TESTO ESTRATTO:
== == ==
La vittoria del Movimento Cinque Stelle alle ultime elezioni amministrative ha dimostrato, se ce ne fosse stato bisogno, che il finanziamento pubblico ai partiti non è necessario all’attività di una forza politica, ma anzi è l’ostacolo principale alla loro democratizzazione interna. Ma forse divago. Se questo assetto del movimento di Grillo verrà mantenuto o ci sarà un’involuzione verso una forma più simile ai partiti attuali non è dato sapere. Questa è l’attuale connotazione organizzativa di questo movimento. Può essere criticata quanto si vuole ma, per usare il motto di Einaudi, è sempre meglio conoscere per deliberare.
Per quanto riguarda il programma politico, e soprattutto la sua parte economica, la critica a Grillo di non avere un programma economico serio credo possa essere condivisibile. D’altronde non si sa chi possa dire di avercelo. Non ce l’hanno i partiti e men che meno il governo o la commissione europea. Forse la BCE, ma anche qui nutro qualche dubbio. Le dichiarazioni estemporanee di Grillo, tese a cercare consenso fiutando di giorno in giorno l’umore del pubblico, dicono tutto e il contrario di tutto. Un giorno nel blog viene ospitato Bruno Tinti, discutibile alfiere della lotta all’evasione fiscale; dopo pochi giorni lo stesso Grillo tuona contro chi dice che se tutti pagassero le tasse si risolverebbero i problemi, neanche si ispirasse al buon Leonardo Facco.
In questa ridda di dichiarazioni si fatica a ritrovare un tratto comune, se non la rabbia urlata (a ragione) contro la casta. Prima di cimentarsi in critiche o filippiche, credo sia meglio molto semplicemente leggersi il programma (che su questo giornale è stato analizzato da Stefano Magni).  E’ un po’ lungo e, per quello che mi concerne, raramente i programmi molto lunghi troveranno attuazione, anche parziale. Se qualcuno avrà la voglia di leggerlo, converrà con me che non è un programma liberale. La domanda che pongo al paziente lettore è questa: questo programma è meno liberale dei programmi (e soprattutto della prassi) degli altri partiti?
Al di là dei programmi, i segnali che colgo dall’interno del movimento spesso non sono univoci. Sono presenti le consuete ideosincrasie anticapitalistiche, ma non più di quanto siano presenti in tutta la società italiana. Ad esempio, poche settimane fa ho avuto occasione di dibattere con due consiglieri provinciali del PdL sui temi della tassazione: avrei avuto difficoltà a distinguerli da esponenti della sinistra comunista o ex comunista. Va detto comunque che non c’è una matrice ideologica cristallizzata al punto da impedire un dibattito sulle migliori soluzioni da adottare di volta in volta per problemi specifici. Prevale un certo livello di pragmatismo, almeno tra i componenti del movimento che ho avuto occasione di incontrare.
== == ==
ATTIVITÀ DA SVOLGERE:
1) Nel testo sul Movimento Cinque Stelle, chi ha analizzato il programma del movimento su quel giornale?
2) Ripeta parola per parola tutto ciò che, nel testo sul Movimento Cinque Stelle, va da "Al di là dei" fino a "occasione di incontrare.".
Le voci riportate di seguito costituiscono materiale separato dal testo.
== == ==
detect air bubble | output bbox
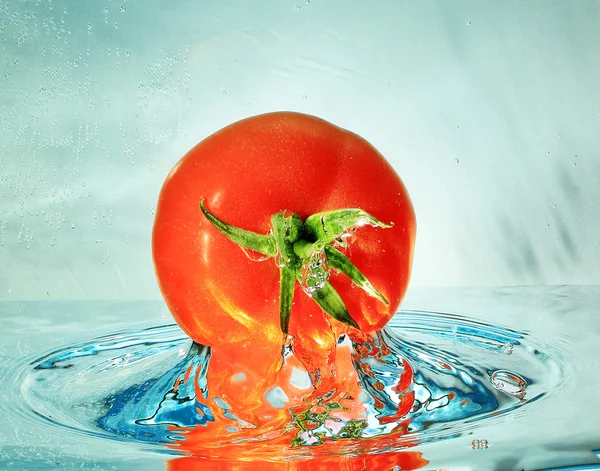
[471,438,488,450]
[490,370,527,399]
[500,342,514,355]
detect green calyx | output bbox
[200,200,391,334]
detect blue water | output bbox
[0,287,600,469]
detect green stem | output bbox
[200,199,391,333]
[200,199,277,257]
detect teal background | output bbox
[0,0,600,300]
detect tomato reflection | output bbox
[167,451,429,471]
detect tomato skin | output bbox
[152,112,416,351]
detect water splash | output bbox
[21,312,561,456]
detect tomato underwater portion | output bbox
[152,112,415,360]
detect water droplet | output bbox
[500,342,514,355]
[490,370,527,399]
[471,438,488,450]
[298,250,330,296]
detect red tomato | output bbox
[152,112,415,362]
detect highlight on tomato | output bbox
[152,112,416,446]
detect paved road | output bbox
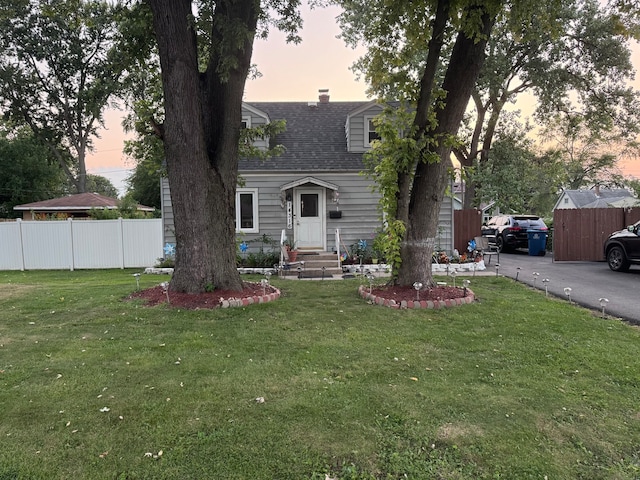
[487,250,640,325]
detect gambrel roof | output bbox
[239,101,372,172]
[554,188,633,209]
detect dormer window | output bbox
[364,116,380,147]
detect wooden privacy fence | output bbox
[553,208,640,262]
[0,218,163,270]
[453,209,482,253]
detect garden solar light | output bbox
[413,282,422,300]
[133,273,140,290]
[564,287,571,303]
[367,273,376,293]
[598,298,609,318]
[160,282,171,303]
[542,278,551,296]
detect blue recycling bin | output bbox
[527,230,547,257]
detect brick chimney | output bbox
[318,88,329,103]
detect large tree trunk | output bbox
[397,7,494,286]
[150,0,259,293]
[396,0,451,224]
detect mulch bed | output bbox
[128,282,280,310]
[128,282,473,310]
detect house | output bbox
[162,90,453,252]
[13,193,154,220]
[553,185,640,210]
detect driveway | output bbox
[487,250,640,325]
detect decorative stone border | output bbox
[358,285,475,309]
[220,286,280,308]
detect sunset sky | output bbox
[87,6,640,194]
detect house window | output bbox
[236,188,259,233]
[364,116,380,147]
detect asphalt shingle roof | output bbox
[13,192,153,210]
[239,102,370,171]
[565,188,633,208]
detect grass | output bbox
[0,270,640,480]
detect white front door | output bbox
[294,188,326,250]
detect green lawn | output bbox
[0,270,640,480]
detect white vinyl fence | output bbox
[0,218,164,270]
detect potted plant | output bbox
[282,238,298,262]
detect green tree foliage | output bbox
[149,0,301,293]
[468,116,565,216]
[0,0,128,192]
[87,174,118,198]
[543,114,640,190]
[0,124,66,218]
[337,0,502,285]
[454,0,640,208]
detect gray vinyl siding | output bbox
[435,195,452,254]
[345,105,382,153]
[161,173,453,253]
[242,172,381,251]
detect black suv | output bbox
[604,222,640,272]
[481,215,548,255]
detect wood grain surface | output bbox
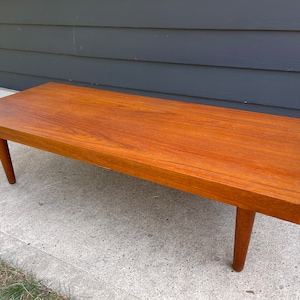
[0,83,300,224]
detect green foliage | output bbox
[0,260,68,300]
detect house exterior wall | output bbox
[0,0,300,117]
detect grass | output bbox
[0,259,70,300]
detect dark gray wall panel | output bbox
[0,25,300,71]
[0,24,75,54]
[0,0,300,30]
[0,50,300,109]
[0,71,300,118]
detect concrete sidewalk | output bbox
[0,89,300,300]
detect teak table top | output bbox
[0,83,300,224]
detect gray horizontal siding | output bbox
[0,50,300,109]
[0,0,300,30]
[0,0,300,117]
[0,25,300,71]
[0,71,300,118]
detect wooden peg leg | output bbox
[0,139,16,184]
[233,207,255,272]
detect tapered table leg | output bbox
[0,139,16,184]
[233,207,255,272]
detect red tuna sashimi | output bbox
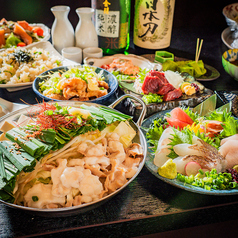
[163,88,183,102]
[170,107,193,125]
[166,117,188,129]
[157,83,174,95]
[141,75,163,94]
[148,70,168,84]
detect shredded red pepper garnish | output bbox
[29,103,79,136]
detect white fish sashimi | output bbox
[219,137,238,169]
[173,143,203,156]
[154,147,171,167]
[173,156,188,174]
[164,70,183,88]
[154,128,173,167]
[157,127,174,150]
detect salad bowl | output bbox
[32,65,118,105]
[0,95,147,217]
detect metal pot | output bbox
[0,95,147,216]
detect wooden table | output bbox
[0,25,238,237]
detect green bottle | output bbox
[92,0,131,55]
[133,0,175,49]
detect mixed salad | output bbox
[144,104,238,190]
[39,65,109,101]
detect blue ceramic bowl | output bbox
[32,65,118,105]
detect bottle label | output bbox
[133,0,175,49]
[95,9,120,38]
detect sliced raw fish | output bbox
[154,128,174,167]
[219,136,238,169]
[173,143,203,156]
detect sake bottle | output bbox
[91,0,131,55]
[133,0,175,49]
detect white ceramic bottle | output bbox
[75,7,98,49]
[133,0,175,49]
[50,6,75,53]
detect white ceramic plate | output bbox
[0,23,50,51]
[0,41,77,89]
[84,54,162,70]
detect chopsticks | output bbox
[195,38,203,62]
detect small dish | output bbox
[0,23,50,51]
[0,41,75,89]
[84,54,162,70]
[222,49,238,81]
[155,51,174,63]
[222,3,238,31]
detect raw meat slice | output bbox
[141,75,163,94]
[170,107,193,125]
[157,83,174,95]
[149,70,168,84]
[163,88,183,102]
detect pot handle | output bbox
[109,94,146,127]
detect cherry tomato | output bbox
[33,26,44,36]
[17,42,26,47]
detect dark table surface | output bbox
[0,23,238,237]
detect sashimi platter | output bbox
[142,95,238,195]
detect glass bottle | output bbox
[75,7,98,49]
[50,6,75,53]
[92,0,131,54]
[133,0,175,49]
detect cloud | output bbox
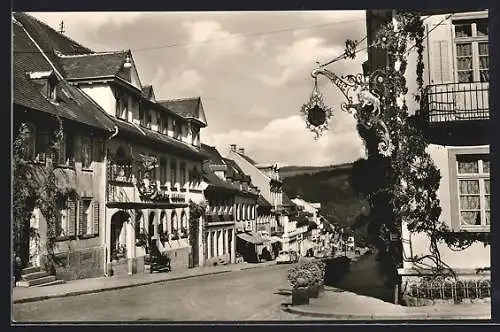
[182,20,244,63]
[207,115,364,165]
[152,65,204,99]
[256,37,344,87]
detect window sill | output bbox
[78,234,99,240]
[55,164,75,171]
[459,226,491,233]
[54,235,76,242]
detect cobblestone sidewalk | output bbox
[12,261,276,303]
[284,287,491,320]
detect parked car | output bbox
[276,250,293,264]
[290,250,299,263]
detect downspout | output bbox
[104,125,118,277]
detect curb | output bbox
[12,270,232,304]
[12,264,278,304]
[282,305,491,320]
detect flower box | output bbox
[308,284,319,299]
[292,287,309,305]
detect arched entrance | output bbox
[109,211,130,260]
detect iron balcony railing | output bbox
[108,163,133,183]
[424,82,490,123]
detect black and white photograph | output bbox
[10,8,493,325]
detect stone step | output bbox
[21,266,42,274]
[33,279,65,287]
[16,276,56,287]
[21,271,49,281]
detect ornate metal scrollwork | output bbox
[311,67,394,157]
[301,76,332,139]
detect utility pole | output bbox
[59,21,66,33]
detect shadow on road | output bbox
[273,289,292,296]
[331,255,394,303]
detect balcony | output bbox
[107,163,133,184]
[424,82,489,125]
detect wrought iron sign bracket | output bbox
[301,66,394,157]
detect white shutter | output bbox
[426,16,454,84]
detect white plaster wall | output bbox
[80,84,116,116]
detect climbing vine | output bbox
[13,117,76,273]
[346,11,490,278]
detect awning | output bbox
== == ==
SOLUZIONI:
1) Stefano Magni.

2)
Al di là dei programmi, i segnali che colgo dall’interno del movimento spesso non sono univoci. Sono presenti le consuete ideosincrasie anticapitalistiche, ma non più di quanto siano presenti in tutta la società italiana. Ad esempio, poche settimane fa ho avuto occasione di dibattere con due consiglieri provinciali del PdL sui temi della tassazione: avrei avuto difficoltà a distinguerli da esponenti della sinistra comunista o ex comunista. Va detto comunque che non c’è una matrice ideologica cristallizzata al punto da impedire un dibattito sulle migliori soluzioni da adottare di volta in volta per problemi specifici. Prevale un certo livello di pragmatismo, almeno tra i componenti del movimento che ho avuto occasione di incontrare.